Search the material for "white" and copy each line in which it is found.
──────── AVAILABLE DATA ────────
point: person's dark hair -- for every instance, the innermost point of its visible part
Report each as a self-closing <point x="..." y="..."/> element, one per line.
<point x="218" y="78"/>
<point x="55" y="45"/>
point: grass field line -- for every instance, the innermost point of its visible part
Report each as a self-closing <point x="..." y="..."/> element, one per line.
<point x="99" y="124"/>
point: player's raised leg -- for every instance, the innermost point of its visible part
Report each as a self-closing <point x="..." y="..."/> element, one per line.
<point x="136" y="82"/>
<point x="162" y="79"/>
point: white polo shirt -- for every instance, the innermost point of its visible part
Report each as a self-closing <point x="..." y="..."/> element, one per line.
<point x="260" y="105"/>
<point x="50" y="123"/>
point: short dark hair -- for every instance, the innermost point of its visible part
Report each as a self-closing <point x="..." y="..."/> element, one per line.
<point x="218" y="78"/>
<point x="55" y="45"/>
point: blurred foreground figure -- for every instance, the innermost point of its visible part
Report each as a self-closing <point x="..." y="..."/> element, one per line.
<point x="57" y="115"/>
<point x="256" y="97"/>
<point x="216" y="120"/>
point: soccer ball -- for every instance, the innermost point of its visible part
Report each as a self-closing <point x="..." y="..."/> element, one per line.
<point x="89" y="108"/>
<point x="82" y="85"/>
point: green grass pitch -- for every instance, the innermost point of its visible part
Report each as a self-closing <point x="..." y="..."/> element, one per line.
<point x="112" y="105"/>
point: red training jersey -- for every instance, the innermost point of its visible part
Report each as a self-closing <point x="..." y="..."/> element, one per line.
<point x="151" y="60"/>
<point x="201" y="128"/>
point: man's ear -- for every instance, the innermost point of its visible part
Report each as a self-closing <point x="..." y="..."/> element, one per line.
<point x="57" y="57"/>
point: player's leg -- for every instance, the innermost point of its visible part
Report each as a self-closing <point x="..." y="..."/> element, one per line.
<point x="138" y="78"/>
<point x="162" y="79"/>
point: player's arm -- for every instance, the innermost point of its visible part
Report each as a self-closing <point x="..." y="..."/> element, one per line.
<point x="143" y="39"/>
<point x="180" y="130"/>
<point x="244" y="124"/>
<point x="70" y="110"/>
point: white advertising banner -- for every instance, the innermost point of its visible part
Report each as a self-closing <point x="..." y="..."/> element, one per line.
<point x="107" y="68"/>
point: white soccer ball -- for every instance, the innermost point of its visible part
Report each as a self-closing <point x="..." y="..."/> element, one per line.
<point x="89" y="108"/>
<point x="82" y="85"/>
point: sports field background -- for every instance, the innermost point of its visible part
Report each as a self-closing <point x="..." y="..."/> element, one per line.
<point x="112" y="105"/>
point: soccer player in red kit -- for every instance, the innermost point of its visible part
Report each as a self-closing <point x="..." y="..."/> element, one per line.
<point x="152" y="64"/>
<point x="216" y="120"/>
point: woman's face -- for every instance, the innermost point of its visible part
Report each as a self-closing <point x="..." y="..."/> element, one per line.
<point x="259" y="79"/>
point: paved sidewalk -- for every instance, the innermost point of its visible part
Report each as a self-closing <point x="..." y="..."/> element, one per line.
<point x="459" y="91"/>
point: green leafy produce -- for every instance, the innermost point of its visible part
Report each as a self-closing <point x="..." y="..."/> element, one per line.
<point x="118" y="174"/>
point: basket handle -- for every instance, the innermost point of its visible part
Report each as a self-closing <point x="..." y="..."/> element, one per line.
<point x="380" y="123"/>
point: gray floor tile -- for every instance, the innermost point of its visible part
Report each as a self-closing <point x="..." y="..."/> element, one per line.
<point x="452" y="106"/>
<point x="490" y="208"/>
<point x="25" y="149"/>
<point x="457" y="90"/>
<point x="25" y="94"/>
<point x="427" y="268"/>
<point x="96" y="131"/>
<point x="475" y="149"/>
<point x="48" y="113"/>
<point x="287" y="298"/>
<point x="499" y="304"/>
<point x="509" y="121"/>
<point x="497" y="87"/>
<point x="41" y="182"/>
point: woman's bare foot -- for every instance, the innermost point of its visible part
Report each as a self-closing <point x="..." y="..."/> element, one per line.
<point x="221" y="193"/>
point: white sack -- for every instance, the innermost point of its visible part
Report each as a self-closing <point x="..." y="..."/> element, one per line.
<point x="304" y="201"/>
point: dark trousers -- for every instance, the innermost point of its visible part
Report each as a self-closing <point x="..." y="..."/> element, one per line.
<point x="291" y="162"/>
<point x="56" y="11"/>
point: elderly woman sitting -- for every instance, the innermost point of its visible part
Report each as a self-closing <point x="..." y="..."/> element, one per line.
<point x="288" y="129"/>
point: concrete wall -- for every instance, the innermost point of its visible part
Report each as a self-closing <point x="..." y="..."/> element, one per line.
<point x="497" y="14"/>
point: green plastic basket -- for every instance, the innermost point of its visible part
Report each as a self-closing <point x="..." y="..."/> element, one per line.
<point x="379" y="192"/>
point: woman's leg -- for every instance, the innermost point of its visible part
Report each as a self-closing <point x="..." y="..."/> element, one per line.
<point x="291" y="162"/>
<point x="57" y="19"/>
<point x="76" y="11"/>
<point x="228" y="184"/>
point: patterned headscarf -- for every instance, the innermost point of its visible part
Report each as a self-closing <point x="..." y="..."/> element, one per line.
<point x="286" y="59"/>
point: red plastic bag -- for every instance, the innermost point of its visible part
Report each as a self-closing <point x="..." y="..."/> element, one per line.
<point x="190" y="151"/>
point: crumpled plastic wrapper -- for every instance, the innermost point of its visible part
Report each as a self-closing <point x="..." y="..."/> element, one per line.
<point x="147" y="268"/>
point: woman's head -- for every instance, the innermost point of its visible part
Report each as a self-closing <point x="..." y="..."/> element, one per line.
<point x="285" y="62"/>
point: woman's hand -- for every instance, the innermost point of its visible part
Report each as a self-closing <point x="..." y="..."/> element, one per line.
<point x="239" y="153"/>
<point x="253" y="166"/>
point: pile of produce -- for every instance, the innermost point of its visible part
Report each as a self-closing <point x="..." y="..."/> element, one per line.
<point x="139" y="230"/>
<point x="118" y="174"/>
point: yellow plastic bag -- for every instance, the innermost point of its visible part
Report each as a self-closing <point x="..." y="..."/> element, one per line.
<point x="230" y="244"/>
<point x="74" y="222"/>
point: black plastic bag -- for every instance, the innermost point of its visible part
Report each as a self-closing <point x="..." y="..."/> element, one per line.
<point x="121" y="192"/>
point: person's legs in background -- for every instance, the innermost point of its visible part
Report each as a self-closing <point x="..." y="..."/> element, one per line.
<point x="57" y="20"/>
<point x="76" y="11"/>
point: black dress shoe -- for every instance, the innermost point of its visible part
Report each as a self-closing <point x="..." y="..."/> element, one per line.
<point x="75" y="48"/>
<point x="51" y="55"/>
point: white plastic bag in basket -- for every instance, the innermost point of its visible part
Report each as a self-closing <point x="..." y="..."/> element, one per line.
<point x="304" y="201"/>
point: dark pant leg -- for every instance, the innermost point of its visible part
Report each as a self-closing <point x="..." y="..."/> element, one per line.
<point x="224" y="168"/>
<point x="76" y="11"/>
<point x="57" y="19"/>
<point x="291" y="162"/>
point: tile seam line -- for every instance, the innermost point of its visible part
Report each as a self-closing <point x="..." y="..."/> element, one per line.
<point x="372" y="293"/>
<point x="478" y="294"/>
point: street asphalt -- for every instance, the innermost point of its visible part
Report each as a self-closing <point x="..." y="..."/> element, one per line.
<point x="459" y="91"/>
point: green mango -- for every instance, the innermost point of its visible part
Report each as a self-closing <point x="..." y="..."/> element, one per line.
────────
**ANSWER TO THIS EXERCISE**
point: white polo shirt -- for every instance, the innermost point of its visible part
point: white advertising banner -- for every instance, the innermost point of its visible part
point: white soccer ball -- for every instance, the innermost point of its visible part
point: white sack -- for every instance, the innermost point of its visible part
point: white plastic bag in basket -- for every instance, the innermost point of its visible part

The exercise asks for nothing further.